=== Task directions ===
In the Indian Lake forum thread below, condense the paragraph beginning "If you were fishing for Saugeyes at Indian" into a short bulleted list that keeps its main facts.

# Indian Lake



## ERFishers (Dec 16, 2010)

Talked to several bait shop owners this week and they said there was good ice. not always sure if its a good idea to listen to their fishing reports. just seeing if it is worth the drive to come up to indian. 

Anything going on?


----------



## Eaglef16 (May 20, 2008)

Go to www.indainlake.com then click on can we go to the lake today. Then go to let's talk fishing and you should be able to find out what you need to know.


----------



## sir fishalot (Dec 7, 2010)

drove by long island tues. four vehicles maybe 6 anglers on ice.talked to bait shop owner . he indicated a good 5 in. at long island. i expect huge crowd this weekend.


----------



## quackpot (May 17, 2009)

I will be there, can't wait. I have two new toys to try out. After 35 years of on and off ice fishing I'm really excited. A drill adapter and a fish finder. I hope the fish bite.


----------



## fishslim (Apr 28, 2005)

Was there this afternoon there is plenty of ice. Question is where are the fish? I have talked to many and no one is getting eyes,just a few dinks here and there. Tried couple places and had a couple hits but no fish on ice for me and none by any one around me. Just terrible bite like fall. Buckeye has 4-6 inches of ice on it and after the great bite that was there this fall might be the better bet to get numbers on eyes. Good Fishing be safe.


----------



## triton189 (Nov 6, 2009)

fishslim said:


> Was there this afternoon there is plenty of ice. Question is where are the fish? I have talked to many and no one is getting eyes,just a few dinks here and there. Tried couple places and had a couple hits but no fish on ice for me and none by any one around me. Just terrible bite like fall. Buckeye has 4-6 inches of ice on it and after the great bite that was there this fall might be the better bet to get numbers on eyes. Good Fishing be safe.


If you were fishing for Saugeyes at Indian the numbers are way down...! It has been "hammered" the last five years. The word got out on how to catch them and people were keeping everything...! I saw many people keeping fish that were 10 -12". The 15" limit will help but it's gonna take a while before we start to experience the benefit.


----------



## zpyles_00 (Dec 15, 2004)

the state hasn't been stocking the saugeye in indian like they used to. there was also a major problem at the hatchery recently that affected the stocking program, still searching for details on that one


----------



## ERFishers (Dec 16, 2010)

So the eyes are slow. Gills aren't real strong. Please keep updated on Friday's success. Barometer is on its way up. Hope that does the trick.


----------



## CHOPIQ (Apr 6, 2004)

=== Data section ===
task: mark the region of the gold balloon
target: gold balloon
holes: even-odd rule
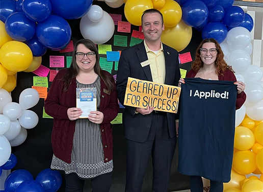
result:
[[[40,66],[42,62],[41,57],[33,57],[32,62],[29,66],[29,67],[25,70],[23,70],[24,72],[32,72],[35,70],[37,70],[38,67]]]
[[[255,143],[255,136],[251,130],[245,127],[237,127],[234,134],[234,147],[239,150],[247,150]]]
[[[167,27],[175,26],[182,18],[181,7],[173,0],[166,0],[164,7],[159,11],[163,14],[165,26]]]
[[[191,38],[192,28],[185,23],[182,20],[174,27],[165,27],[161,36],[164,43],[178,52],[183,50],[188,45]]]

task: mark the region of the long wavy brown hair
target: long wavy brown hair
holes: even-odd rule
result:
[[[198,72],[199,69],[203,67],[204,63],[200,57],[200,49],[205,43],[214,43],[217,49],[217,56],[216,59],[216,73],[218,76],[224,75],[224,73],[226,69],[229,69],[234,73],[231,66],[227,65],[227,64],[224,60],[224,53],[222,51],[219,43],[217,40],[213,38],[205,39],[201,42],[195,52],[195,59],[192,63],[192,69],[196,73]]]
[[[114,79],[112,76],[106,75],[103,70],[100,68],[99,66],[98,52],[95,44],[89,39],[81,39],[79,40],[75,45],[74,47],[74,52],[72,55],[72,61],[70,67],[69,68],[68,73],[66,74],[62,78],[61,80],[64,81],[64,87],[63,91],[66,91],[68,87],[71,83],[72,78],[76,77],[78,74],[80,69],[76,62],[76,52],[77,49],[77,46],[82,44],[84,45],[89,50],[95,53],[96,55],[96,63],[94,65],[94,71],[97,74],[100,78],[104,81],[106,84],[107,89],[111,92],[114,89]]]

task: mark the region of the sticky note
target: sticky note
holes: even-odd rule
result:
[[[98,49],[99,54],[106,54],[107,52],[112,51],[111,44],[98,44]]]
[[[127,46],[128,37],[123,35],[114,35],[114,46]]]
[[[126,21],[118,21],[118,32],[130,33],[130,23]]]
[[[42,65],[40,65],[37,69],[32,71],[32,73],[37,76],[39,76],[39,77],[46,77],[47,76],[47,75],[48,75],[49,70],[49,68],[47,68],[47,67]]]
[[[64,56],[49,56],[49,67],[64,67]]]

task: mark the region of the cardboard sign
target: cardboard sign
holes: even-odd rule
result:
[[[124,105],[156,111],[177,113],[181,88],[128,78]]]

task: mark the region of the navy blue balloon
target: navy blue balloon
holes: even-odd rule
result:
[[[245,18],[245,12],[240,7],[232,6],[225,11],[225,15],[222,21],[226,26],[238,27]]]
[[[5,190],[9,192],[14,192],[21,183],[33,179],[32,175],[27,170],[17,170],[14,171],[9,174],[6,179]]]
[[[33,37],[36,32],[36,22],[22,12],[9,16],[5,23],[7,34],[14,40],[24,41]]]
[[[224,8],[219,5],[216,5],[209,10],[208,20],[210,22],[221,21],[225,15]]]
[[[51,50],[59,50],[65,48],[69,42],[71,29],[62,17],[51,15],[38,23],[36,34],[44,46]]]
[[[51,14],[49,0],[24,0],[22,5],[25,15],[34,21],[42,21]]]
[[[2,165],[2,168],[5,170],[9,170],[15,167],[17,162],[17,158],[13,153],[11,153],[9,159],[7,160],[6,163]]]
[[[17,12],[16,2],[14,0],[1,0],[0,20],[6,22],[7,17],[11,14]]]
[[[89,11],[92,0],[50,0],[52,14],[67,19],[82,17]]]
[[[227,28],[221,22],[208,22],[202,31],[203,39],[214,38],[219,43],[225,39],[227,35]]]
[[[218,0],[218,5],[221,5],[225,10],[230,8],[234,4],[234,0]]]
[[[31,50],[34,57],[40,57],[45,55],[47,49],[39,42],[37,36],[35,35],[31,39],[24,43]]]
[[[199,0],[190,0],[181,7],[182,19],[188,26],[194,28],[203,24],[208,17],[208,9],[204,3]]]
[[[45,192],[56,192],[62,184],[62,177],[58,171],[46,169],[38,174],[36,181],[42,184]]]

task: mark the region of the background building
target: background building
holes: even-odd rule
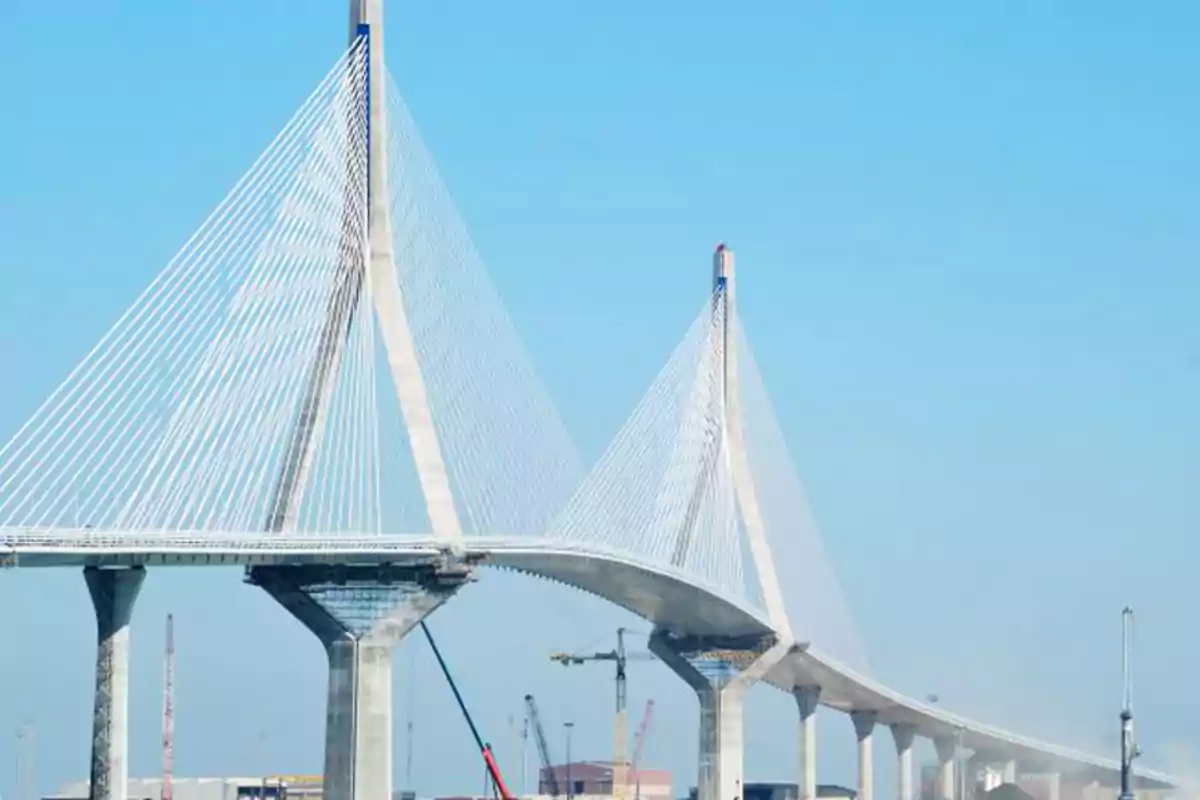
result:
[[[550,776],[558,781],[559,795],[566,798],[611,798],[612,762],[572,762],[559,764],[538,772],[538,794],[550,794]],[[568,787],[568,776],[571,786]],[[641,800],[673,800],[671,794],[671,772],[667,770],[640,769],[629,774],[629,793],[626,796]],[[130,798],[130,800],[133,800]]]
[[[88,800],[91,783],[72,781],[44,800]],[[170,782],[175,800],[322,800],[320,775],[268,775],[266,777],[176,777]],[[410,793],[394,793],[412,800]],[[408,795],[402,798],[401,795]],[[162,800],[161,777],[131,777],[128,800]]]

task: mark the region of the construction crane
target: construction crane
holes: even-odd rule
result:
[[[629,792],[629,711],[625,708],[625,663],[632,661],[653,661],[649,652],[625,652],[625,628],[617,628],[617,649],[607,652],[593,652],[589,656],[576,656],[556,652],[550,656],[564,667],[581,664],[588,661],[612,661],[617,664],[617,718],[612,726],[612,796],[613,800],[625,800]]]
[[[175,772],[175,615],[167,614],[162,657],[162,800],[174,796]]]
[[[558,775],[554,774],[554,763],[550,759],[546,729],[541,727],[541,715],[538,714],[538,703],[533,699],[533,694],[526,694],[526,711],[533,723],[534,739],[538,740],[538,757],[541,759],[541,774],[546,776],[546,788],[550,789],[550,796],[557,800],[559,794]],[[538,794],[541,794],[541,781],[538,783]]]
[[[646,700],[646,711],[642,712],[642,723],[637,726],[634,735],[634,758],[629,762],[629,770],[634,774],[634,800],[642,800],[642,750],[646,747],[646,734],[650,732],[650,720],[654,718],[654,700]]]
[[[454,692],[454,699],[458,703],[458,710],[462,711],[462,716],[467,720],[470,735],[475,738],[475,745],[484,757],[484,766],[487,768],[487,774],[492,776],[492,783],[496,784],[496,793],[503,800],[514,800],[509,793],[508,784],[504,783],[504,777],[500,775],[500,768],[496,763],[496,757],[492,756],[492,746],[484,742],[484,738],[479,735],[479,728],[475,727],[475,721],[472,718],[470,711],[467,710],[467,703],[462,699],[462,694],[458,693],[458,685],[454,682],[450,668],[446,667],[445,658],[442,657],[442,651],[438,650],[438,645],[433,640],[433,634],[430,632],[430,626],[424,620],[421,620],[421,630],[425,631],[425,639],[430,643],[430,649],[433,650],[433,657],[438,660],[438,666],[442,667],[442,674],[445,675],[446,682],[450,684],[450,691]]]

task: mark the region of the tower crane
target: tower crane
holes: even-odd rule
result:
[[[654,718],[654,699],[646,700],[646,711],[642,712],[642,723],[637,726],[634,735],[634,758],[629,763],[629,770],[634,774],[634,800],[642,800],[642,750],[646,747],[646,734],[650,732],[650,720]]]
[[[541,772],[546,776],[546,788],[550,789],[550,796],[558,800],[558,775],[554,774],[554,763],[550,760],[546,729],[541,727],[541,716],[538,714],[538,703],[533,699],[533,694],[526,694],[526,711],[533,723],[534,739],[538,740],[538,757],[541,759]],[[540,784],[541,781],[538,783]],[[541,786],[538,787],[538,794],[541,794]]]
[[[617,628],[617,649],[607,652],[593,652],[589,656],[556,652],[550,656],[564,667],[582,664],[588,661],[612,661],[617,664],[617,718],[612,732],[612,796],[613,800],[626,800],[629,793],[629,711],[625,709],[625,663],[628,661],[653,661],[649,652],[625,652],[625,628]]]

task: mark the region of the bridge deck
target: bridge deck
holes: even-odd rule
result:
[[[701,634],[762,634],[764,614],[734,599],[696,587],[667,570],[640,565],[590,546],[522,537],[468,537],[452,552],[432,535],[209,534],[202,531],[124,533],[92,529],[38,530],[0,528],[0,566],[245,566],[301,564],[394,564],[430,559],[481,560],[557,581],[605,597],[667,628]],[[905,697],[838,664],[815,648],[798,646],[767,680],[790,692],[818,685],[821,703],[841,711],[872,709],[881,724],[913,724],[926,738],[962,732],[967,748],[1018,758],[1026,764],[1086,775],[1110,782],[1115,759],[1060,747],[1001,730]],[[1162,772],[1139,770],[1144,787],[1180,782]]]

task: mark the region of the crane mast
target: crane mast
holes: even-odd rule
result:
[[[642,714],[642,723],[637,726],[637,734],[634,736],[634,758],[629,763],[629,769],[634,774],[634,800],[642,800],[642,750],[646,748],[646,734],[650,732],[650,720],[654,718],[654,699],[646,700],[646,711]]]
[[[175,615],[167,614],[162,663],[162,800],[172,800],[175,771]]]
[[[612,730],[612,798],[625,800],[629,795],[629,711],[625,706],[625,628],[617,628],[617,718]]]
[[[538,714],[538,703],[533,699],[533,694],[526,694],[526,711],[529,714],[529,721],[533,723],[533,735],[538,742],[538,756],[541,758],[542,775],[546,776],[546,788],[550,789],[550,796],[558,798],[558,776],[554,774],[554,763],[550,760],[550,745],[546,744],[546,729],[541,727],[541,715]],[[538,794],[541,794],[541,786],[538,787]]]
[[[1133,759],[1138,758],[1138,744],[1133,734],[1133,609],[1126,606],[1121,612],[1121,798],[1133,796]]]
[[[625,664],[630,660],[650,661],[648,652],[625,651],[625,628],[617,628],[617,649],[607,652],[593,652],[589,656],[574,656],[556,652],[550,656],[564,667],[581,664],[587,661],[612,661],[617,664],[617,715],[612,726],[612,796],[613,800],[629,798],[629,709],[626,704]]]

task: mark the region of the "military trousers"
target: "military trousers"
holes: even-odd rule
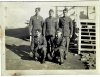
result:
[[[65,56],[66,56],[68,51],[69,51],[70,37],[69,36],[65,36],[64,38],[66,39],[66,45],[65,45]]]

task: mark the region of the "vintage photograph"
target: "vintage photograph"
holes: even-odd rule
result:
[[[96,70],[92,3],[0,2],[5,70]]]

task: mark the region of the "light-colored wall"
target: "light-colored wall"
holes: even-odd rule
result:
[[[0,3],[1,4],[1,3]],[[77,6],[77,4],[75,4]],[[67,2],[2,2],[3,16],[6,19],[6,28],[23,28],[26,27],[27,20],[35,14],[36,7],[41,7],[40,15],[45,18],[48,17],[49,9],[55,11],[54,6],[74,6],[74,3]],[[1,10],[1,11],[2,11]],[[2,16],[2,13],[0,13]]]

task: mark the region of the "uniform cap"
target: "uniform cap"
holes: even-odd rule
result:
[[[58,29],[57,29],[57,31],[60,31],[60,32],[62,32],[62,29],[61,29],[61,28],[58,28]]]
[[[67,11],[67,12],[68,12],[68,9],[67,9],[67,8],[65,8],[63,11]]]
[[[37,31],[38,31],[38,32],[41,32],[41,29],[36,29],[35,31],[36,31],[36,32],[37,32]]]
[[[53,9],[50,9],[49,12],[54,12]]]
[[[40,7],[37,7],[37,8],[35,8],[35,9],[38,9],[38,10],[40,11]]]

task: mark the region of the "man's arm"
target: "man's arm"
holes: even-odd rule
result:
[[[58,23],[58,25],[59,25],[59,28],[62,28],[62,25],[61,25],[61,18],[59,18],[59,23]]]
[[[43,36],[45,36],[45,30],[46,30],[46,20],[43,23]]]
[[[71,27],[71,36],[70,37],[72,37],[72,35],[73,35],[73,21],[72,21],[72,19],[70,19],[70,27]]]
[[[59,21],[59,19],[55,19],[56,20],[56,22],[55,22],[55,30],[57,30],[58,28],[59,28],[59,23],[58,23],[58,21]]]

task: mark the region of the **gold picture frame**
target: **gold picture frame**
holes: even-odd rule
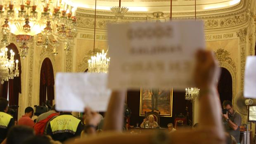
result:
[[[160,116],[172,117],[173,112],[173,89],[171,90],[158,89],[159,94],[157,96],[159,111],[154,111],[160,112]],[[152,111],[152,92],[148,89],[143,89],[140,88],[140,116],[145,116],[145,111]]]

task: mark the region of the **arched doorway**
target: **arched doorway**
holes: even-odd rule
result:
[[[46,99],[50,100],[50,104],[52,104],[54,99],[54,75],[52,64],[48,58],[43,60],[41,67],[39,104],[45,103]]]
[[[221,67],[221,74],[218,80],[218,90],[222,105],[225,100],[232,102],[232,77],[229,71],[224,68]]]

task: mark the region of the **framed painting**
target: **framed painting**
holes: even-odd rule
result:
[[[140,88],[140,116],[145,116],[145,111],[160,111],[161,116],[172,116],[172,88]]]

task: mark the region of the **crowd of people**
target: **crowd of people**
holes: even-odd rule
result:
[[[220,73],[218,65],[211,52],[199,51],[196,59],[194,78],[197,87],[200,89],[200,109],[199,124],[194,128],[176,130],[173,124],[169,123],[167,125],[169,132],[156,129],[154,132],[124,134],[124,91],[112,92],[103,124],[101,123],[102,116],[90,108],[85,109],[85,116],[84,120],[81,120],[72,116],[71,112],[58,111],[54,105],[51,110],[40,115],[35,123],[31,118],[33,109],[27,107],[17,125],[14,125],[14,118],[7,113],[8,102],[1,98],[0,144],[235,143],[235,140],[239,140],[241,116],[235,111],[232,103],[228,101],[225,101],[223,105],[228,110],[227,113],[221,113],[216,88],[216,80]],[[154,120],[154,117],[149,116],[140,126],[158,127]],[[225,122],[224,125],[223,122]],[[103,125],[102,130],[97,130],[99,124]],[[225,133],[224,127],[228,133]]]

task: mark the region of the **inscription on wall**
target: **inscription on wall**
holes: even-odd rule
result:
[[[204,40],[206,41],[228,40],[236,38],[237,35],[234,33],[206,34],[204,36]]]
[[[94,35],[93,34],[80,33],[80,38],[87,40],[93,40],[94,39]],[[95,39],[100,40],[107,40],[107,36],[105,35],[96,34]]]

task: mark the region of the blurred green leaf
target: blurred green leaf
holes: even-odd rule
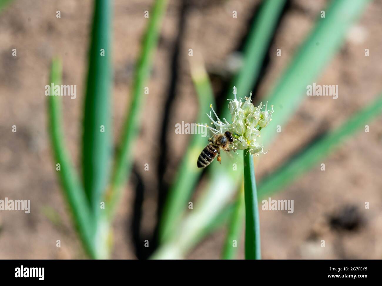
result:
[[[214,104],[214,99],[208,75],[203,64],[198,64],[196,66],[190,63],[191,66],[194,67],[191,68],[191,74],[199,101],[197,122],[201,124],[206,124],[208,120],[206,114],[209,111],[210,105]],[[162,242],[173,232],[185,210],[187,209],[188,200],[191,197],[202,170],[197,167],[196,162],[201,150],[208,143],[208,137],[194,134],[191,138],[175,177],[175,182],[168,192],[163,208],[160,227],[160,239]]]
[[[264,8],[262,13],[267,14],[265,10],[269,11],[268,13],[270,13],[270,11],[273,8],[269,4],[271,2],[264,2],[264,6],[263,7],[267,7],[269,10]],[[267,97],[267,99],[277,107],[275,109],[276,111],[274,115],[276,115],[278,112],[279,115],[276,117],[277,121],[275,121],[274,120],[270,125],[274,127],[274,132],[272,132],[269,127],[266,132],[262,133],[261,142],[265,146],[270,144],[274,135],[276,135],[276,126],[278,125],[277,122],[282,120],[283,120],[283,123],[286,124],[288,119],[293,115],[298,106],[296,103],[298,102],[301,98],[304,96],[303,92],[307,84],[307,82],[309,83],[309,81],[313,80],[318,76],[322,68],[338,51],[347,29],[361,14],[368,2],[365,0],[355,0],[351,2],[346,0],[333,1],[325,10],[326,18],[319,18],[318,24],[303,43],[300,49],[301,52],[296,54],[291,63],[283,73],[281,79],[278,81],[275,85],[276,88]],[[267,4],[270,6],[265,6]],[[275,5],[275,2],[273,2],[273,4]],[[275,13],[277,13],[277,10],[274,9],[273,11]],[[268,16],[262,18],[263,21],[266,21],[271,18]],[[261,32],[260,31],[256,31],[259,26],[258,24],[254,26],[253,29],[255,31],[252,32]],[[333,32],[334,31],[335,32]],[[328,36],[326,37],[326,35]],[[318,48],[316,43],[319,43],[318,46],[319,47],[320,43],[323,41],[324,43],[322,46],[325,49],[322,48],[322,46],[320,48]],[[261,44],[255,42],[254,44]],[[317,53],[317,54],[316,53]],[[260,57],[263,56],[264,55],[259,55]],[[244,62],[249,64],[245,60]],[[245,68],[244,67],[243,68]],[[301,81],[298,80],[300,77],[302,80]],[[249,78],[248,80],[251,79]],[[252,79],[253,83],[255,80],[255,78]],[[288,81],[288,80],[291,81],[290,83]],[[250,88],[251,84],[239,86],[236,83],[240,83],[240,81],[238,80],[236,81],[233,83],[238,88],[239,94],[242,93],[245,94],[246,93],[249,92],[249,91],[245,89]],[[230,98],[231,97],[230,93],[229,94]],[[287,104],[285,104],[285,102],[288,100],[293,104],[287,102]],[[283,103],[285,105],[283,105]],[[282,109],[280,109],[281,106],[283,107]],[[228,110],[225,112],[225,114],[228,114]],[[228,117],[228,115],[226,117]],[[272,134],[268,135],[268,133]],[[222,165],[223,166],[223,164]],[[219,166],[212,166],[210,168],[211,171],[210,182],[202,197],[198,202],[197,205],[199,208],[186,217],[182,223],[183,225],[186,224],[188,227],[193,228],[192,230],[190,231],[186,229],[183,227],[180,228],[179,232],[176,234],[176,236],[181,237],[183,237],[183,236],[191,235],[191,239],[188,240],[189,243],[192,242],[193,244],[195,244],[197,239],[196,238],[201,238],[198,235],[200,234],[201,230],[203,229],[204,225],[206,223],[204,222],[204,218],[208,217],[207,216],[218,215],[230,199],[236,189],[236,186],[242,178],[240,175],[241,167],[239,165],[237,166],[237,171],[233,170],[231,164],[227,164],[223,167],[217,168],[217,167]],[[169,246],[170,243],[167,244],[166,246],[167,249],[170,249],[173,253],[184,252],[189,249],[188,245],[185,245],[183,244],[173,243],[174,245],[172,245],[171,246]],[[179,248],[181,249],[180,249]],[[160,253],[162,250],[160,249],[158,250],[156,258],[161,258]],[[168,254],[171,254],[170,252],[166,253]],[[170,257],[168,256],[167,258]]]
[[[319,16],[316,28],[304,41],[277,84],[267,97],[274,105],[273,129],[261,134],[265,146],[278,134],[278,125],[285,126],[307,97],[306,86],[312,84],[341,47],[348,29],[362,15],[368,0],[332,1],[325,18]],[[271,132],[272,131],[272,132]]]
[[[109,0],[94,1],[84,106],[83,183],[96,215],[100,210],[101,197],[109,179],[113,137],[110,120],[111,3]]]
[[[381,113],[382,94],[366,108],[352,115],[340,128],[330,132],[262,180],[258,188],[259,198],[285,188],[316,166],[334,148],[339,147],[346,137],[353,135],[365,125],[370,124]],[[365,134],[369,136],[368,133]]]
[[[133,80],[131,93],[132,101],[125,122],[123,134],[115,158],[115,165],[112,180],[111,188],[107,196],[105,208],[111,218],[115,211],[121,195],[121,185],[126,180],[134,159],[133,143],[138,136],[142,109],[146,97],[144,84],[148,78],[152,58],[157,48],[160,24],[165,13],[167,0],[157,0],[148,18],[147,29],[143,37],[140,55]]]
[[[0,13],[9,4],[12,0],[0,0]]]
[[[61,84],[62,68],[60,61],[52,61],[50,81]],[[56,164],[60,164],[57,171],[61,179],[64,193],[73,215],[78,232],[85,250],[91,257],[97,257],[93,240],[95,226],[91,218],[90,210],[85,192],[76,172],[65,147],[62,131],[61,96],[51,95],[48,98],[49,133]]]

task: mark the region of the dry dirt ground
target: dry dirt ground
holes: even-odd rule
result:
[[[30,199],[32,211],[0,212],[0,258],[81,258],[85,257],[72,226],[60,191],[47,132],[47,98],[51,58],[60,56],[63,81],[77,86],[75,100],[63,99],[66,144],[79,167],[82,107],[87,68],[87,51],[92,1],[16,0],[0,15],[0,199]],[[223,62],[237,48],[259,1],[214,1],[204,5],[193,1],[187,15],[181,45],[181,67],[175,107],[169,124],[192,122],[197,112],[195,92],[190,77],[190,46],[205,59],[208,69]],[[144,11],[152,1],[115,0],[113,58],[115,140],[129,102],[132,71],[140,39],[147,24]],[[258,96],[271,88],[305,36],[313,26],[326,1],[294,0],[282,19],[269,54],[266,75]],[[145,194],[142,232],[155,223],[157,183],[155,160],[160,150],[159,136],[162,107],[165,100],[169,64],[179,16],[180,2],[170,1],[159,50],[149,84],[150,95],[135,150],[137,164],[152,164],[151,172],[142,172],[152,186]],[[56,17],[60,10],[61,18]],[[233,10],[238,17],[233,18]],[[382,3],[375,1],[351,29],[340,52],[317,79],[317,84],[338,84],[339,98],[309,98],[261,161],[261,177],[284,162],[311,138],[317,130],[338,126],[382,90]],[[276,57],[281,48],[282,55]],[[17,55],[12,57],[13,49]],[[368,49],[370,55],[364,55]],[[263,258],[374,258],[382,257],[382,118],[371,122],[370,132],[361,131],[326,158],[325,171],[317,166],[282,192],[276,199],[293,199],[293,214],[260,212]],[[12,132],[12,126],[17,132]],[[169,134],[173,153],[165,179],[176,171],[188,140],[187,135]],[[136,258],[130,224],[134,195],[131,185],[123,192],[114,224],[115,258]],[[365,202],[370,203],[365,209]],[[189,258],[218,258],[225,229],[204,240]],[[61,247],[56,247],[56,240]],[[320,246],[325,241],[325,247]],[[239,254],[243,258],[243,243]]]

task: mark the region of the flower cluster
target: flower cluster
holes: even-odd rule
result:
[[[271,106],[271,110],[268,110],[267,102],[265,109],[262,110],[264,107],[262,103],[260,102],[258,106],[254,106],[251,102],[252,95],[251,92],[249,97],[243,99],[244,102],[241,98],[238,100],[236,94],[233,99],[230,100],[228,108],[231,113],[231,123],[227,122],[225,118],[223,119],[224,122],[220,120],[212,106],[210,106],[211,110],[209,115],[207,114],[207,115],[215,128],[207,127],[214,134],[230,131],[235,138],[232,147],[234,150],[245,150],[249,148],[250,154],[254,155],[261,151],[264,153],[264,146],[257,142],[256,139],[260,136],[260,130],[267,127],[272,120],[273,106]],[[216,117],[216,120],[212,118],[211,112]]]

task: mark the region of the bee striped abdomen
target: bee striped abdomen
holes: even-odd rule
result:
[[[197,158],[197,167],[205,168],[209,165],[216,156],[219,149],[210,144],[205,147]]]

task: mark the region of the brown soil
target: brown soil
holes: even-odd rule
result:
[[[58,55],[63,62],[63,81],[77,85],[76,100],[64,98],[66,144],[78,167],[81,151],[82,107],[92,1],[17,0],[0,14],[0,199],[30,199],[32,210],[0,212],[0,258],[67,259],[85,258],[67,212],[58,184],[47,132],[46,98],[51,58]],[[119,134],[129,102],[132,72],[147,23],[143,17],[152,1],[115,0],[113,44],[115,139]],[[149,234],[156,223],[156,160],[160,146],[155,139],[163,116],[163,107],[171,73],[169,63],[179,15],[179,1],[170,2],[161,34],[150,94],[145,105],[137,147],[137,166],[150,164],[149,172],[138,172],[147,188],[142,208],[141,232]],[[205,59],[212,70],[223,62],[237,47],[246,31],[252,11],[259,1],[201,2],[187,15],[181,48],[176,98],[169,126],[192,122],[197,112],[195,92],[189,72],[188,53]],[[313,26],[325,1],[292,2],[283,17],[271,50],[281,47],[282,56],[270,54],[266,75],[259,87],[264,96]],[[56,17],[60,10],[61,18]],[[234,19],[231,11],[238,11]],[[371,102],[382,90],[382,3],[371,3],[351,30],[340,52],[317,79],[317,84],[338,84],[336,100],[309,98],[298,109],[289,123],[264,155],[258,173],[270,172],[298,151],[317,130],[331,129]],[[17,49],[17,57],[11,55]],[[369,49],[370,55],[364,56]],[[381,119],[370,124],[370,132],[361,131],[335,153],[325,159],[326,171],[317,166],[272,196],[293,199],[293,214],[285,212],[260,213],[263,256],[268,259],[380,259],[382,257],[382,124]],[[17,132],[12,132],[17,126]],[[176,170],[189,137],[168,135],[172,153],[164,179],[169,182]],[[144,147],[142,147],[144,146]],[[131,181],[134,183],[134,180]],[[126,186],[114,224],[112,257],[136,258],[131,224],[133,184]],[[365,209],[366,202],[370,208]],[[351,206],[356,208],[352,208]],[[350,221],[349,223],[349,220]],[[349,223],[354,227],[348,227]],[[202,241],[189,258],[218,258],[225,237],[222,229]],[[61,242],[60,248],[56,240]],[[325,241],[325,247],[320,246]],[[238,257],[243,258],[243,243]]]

=== Written solution ===
- Saugeye numbers at Indian are way down.
- The lake has been "hammered" for the last five years.
- Once word got out on how to catch them, people kept everything, including many fish of 10–12 inches.
- The 15-inch limit will help, but its benefit will take a while to show.